* **Document**:
Ja lieve redactie van de NOS: jullie verstaan jullie vak niet! Jullie wetenschapsredactie moet terug naar de middelbare school!

Laten we eerst de uitzending van maandagavond bekijken (25 oktober 2010, 20.00h) en dan lopen we even rustig alle domme dingen langs. Het item loopt van 11min27s tot 14min22s.

Get Microsoft Silverlight
Bekijk de video in andere formaten.

Glas dat je kunt vouwen, wijn die je van smaak kunt laten veranderen. Dat klinkt als science fiction, maar binnenkort is het realiteit. Het zijn voorbeelden van zogeheten nanotechnologie.

Laten we inderdaad science (wetenschap) niet verwarren met fictie. Dit zijn geen typische voorbeelden van nanotechnologie. Wijn van smaak laten veranderen lijkt me overigens niet uitzonderlijk moeilijk. Iets met azijn?

Ontwikkelingen waarin alleen al dit jaar wereldwijd 1500 miljard euro (€ 1.500.000.000.000) in om gaat.

Dit is natuurlijk onzin, omdat dit neer zou komen op €221 per hoofd van de wereldbevolking. Een serieuzere bron (Industry Week) vertelt het volgende: “By 2009 the nanotechnology market reached an estimated $11.7 billion in sales.” Dat was in 2009 ongeveer tussen de €8–9 miljard euro. Dit is een mis-schatting met een factor 170. Per hoofd van de wereldbevolking is dat in plaats van €221, maar €1. We hebben het hier dus niet over 6 keer de begroting van de Nederlandse regering, maar over een paar honderdste daarvan. Waar heeft de NOS dit enorm grote getal vandaan?

Met nanotechnologie maak je producten op een heel andere manier dan normaal, namelijk met atomen en moleculen. Twee van de kleinste deeltjes die er bestaan. Door die deeltjes aan te passen, zijn we in staat om de eigenschappen van vrijwel alle producten te veranderen.

De redactie die dit item in elkaar gedraaid heeft, is nog voor Daltons atoomtheorie naar school geweest, dus wij zullen zo vrij zijn om nog eens goed uit te leggen waar de wereld uit bestaat.

* **Materiaal**:

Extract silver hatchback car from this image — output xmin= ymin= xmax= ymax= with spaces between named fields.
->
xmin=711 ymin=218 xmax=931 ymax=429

* **Jouw doel**: Schrijf het vervolg van het document met kritiek op het NOS-item over nanotechnologie, te beginnen na de laatste zin ervan.

* **Geschreven antwoord**:
Alle materie bestaat uit atomen. We kennen nu iets meer dan 100 soorten en die soorten noemen we “elementen.” Deze elementen staan gerangschikt in het periodiek systeem der elementen. Uit atomen kunnen we grofweg drie soorten materialen maken: metalen, zouten en moleculen. Voorbeelden van metalen zijn ijzer, zink en wolfraam; voorbeelden van zouten zijn keukenzout (natriumchloride), roest (ijzeroxide) en kalk (o.a. calciumoxide en calciumcarbonaat); voorbeelden van moleculen zijn aceton (nagellakremover), water (zitten een beetje zouten in) en zuurstof (en veel andere dingen in de lucht, zoals stikstof en koolstofdioxide). Maar kom, laten we niet al te lang stil staan bij deze basale kennis.

Men maakt altijd materialen van atomen en soms met moleculen. Verschrikkelijk onhandige woordkeuze.

Voor de compleetheid zal ik nog mijn favoriete definitie geven van “nanotechnologie”: de studie naar alle materialen waarbij de eigenschappen typisch afhangen van de grootte van het materiaal, en niet zozeer de chemische samenstelling zelf. Dit komt neer op groottes rond de 1–100 nm. Houd in gedachten dat een watermolecuul ongeveer een tiende nanometer groot is. Losjes wordt wel eens opgemerkt dat veel kleine eiwitten en veel grote moleculen deze grootte hebben. Maar let op, de meest interessante nanomaterialen vallen meer onder de categorieën zouten en metalen, niet moleculen.

Atomen aanpassen is overigens iets voor hogere-energiefysici; moleculen aanpassen is klassieke organische chemie.

Nanotechnologie is buitengewoon ingewikkeld, maar wat het ons gaat brengen is onvoorstelbaar.

Afgezien van dat ‘maar’ hier geen tegenstelling aanduidt, is nanotechnologie absoluut niet buitengewoon ingewikkeld in vergelijking met andere actieve velden in de wetenschap. Experimenten naar stromingen, het weer voorspellen en kwantumtheorie zijn wél extreem complex. Voor sommigen is een informatief en genuanceerd nieuwsbericht maken ook ingewikkeld, maar nanotechnologie staat in de wetenschap niet te boek als “buitengewoon ingewikkeld.”

In het filmpje wordt nu uitgelegd dat er naar aanleiding van een kunstinitiatief, een tentoonstelling wordt gehouden over “speculatieve producten.” Hier heb ik niks op aan te merken. Speculatie inderdaad.

Het gebruik van nanotechnologie in producten groeit enorm snel.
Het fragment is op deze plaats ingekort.